Exercise details: Put every item below into a two-column CSV with the headers request and answer. Give one row per item, with the request text in one column and its answer in the other. Put each value in a single quoted field, turn any line breaks into spaces, and leave the pictures out.

[Pointing data excerpts]
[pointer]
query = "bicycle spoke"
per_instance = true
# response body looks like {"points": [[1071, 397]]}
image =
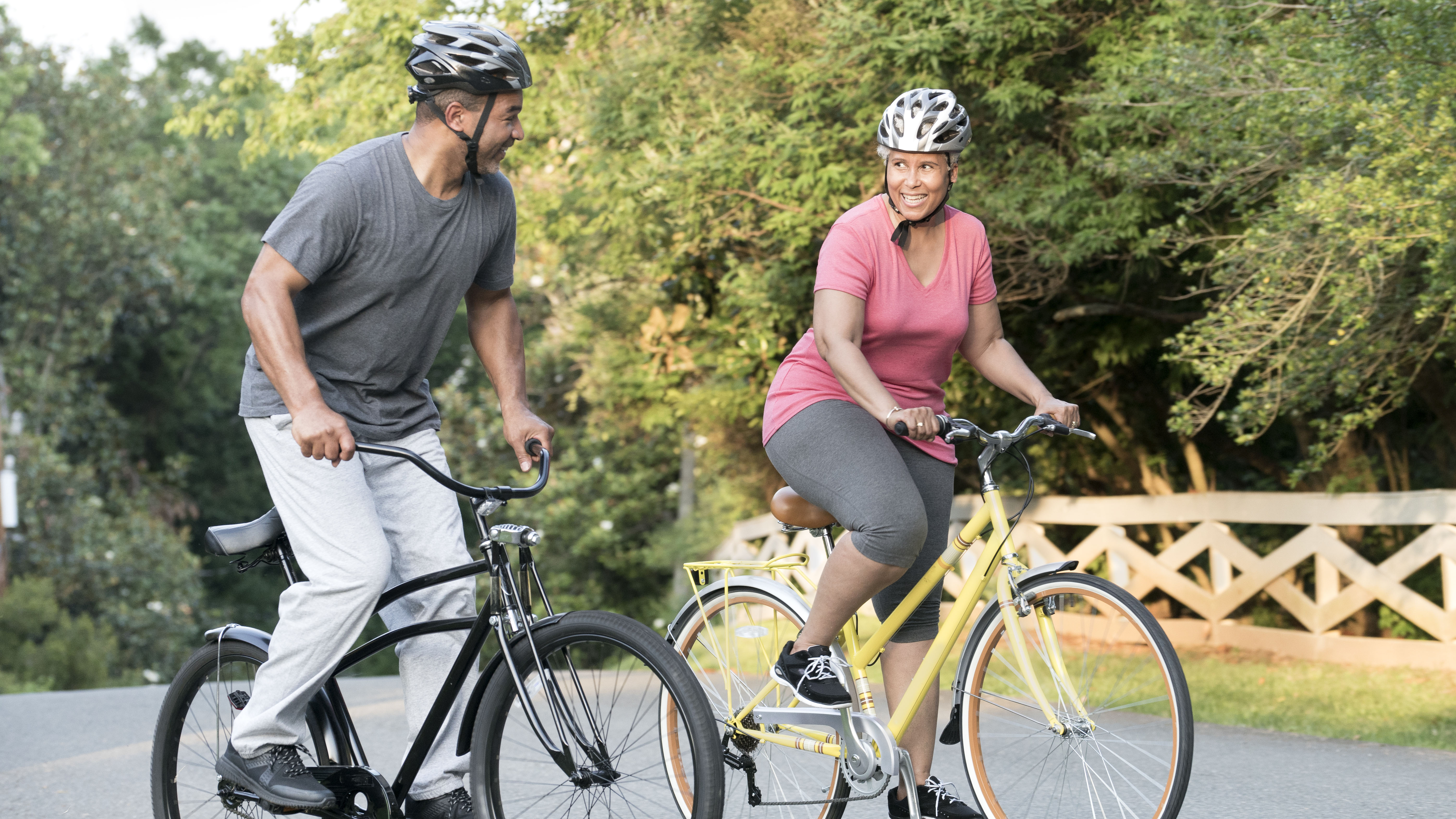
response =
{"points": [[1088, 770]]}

Expected output:
request,answer
"[pointer] query = ""bicycle spoke"" per_instance = true # response body looks like {""points"": [[1071, 397]]} image = response =","{""points"": [[1088, 770]]}"